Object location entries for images
#####

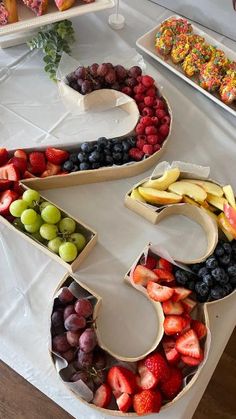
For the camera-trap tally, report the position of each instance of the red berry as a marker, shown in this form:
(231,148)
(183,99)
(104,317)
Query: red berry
(148,149)
(136,154)
(150,130)
(147,111)
(149,100)
(147,81)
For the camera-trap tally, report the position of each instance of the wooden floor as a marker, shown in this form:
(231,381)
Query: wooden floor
(20,400)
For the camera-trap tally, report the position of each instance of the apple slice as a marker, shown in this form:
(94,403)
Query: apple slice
(190,189)
(209,187)
(162,183)
(216,201)
(229,194)
(153,196)
(136,195)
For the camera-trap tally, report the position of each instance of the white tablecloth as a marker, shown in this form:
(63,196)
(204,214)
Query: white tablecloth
(31,114)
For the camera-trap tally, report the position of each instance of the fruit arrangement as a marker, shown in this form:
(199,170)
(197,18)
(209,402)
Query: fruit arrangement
(142,387)
(206,64)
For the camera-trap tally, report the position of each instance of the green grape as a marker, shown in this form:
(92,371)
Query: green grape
(51,214)
(67,225)
(31,197)
(79,240)
(48,231)
(17,207)
(54,244)
(68,251)
(33,228)
(28,216)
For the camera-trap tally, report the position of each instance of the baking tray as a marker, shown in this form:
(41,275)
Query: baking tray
(147,44)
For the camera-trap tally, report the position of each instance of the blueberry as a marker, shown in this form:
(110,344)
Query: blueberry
(68,166)
(217,292)
(202,289)
(208,280)
(211,263)
(94,157)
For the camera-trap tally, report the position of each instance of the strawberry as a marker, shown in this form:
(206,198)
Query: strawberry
(3,156)
(188,344)
(165,265)
(124,402)
(192,362)
(159,292)
(188,304)
(157,365)
(51,170)
(173,324)
(21,154)
(199,328)
(142,275)
(147,401)
(102,396)
(10,172)
(171,387)
(6,198)
(172,355)
(164,275)
(56,156)
(5,184)
(121,379)
(180,293)
(146,379)
(37,162)
(170,307)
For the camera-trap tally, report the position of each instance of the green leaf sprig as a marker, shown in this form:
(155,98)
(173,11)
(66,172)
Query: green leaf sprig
(53,39)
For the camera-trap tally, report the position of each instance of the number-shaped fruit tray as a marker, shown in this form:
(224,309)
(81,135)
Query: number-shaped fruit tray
(66,365)
(89,234)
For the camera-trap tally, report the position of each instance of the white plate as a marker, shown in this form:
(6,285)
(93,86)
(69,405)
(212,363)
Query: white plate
(28,20)
(147,44)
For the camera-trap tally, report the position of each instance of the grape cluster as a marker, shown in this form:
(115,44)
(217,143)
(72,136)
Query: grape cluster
(74,338)
(44,222)
(101,76)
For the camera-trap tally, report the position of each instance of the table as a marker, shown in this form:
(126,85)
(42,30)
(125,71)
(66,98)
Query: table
(32,113)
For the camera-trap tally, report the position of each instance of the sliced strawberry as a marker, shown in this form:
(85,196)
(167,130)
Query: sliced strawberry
(164,275)
(199,328)
(173,324)
(102,396)
(121,379)
(188,304)
(6,198)
(3,156)
(171,387)
(56,156)
(10,172)
(146,379)
(142,275)
(124,402)
(158,366)
(192,362)
(180,293)
(21,154)
(188,344)
(165,264)
(159,292)
(5,184)
(51,170)
(150,262)
(172,355)
(170,307)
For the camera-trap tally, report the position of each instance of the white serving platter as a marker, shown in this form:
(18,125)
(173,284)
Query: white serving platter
(147,44)
(28,20)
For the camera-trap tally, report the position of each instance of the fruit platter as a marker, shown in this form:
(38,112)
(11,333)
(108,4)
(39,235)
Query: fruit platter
(196,57)
(45,225)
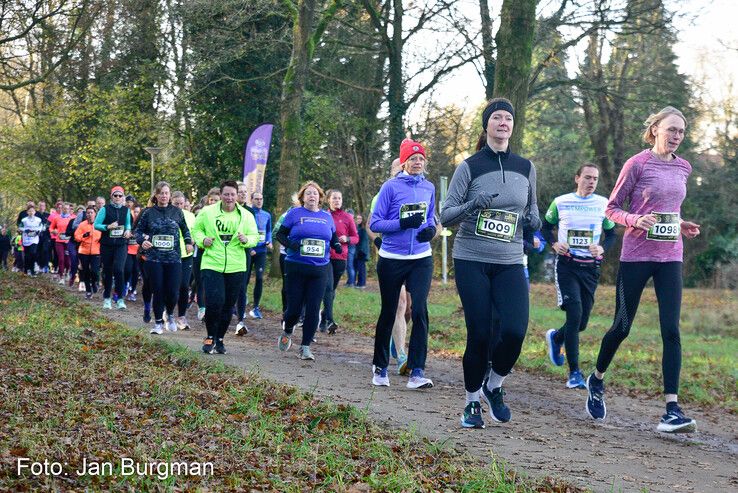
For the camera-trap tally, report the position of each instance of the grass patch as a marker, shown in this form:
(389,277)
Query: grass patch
(78,387)
(709,336)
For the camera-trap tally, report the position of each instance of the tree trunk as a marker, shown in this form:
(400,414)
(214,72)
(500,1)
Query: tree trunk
(488,49)
(514,57)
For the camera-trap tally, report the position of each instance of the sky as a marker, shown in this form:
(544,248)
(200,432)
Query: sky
(701,54)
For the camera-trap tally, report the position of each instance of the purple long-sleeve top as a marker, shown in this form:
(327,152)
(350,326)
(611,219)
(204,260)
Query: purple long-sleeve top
(647,185)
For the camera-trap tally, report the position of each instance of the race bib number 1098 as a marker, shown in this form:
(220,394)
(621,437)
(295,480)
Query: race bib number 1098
(497,224)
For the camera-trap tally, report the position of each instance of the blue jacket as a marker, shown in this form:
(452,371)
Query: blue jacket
(403,195)
(264,225)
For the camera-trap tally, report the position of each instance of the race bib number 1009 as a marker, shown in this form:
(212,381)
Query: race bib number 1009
(497,224)
(666,227)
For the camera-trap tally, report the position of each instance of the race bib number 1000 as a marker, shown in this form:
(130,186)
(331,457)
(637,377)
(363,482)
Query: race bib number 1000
(666,227)
(312,248)
(497,225)
(407,210)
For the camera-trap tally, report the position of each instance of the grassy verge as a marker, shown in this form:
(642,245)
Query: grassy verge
(709,336)
(76,387)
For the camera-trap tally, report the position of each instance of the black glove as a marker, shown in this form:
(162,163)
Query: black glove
(413,221)
(426,234)
(484,200)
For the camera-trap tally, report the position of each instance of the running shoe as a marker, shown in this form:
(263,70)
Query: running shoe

#####

▶ OBJECTIVE
Print all of the rows above word for word, omitting the pictures.

▶ THE COMPLETED TASK
For the camera-trap tally, report the position of each instance of the red berry as a marker, shown in this form:
(231,148)
(183,99)
(104,317)
Query: red berry
(148,149)
(136,154)
(150,130)
(147,111)
(149,100)
(147,81)
For the camera-trap tally, report the position of each instance of the wooden floor as a marker, shown in this form:
(231,381)
Query: wooden floor
(20,400)
For the camera-trap tally, report the position of each instance of the apple slice as a marker, shown in this form:
(94,403)
Query: apple slice
(190,189)
(209,187)
(162,183)
(216,201)
(229,194)
(153,196)
(136,195)
For the camera-trap tally, report the position of each instance of the white tablecloth as a marker, shown in this form:
(63,196)
(204,214)
Query: white tablecloth
(31,114)
For the camera-trap tally, report the position of each instance of the fruit arrangement as a marker, shown in this form:
(199,170)
(197,18)
(209,402)
Query: fruit arrangement
(142,387)
(206,64)
For the camera-trap tally, report the position of each instance of the green grape as a marker, shown in this form:
(92,371)
Query: green grape
(51,214)
(67,225)
(31,197)
(79,240)
(48,231)
(17,207)
(54,244)
(68,251)
(33,228)
(28,216)
For the camera-trap tally, report the position of each instance of the baking tray as a marker, shown in this form:
(41,275)
Query: baking tray
(147,44)
For the camera-trap tally, report the position of each instance of the blueberry as a marker, shown in this form:
(110,344)
Query: blueberry
(68,166)
(217,292)
(202,289)
(208,280)
(211,263)
(94,157)
For the camera-trap tally, report the position of each instance of the strawberry as a marker, shown in this form:
(206,198)
Query: strawberry
(3,156)
(188,344)
(165,265)
(124,402)
(192,362)
(159,292)
(188,304)
(157,365)
(51,170)
(173,324)
(21,154)
(199,328)
(142,275)
(147,401)
(102,396)
(10,172)
(171,387)
(6,198)
(172,355)
(164,275)
(56,156)
(5,184)
(121,379)
(180,293)
(146,379)
(37,162)
(170,307)
For the camera-trap tally, report the position of each instance of the green leaf sprig as a marker, shown in this form:
(155,98)
(173,11)
(66,172)
Query: green leaf sprig
(53,39)
For the camera-trap tally, report the position of each instance of the number-shaped fruit tray as a marker, shown in this form:
(224,309)
(81,135)
Query: number-shaped fruit tray
(66,365)
(89,234)
For the camera-trap tally, report the position of each instance of the white plate as a marker, shown in this form:
(6,285)
(93,86)
(69,405)
(212,363)
Query: white plate
(28,20)
(147,44)
For the camera-trap tally, report the position of each instance of the grape cluster as a marker, shown in this form:
(115,44)
(217,143)
(72,136)
Query: grape cluster
(74,338)
(44,222)
(101,76)
For the camera-trap tally, report the position of each instance of the table as a marker, shown in this form:
(126,85)
(42,30)
(125,71)
(66,98)
Query: table
(32,113)
For the camera-trap tally, report the position of each instance of the sliced strawberry as a marker, shown in this form:
(85,196)
(167,130)
Query: sliced strawberry
(164,275)
(199,328)
(173,324)
(102,396)
(121,379)
(188,304)
(6,198)
(3,156)
(171,387)
(56,156)
(10,172)
(146,379)
(142,275)
(124,402)
(158,366)
(192,362)
(180,293)
(21,154)
(188,344)
(165,264)
(159,292)
(5,184)
(51,170)
(150,262)
(172,355)
(170,307)
For the camera-trap tally, report the position of each instance of the white serving platter as a marker, shown in this form:
(18,125)
(173,284)
Query: white serving platter
(147,44)
(28,20)
For the camera-trap tally, report the position of each instance of the fruit platter as a marker, shown in this form:
(38,112)
(11,333)
(108,4)
(39,235)
Query: fruit platter
(196,57)
(45,225)
For the camera-trap tally, report the position of each instance of the grass patch as a marker, shown in this form:
(389,277)
Query: grass patch
(78,387)
(709,336)
For the camera-trap tally, report the position of each instance of the tree trunk as a marker, shown in this form:
(400,414)
(214,72)
(500,1)
Query: tree trunk
(488,49)
(514,57)
For the camera-trap tally, report the position of each instance of the sky as a marker, shown in this form:
(544,248)
(200,432)
Query: sky
(701,54)
For the camera-trap tally, report the position of each instance of the purple long-sleeve top as a marker, shown in this form:
(327,152)
(350,326)
(611,219)
(204,260)
Query: purple long-sleeve top
(647,185)
For the camera-trap tally, report the position of each instance of the race bib number 1098 as a marker, shown in this form:
(220,394)
(621,437)
(295,480)
Query: race bib number 1098
(497,224)
For the camera-trap tally, report the position of each instance of the blue jacket as a marker, shown in this form:
(452,371)
Query: blue jacket
(403,195)
(264,225)
For the camera-trap tally, report the position of each instance of the race bib number 1009 as a marker, shown in this form:
(212,381)
Query: race bib number 1009
(497,224)
(666,227)
For the camera-trap tally, report the position of each instance of the race bib number 1000 as a marker, shown in this form:
(130,186)
(331,457)
(637,377)
(363,482)
Query: race bib number 1000
(666,227)
(312,248)
(497,225)
(407,210)
For the camera-trap tally, report the position of each instance of the grassy verge as a marker, shown in this form:
(642,245)
Query: grassy verge
(709,336)
(76,387)
For the camera-trap tally, report the position of each instance of the black glove as a marker, shown in this form:
(162,163)
Query: black glove
(413,221)
(426,234)
(484,200)
For the camera-trap tally, report the position of each instance of the running shoe as a marker, shown in this form:
(263,70)
Query: running shoe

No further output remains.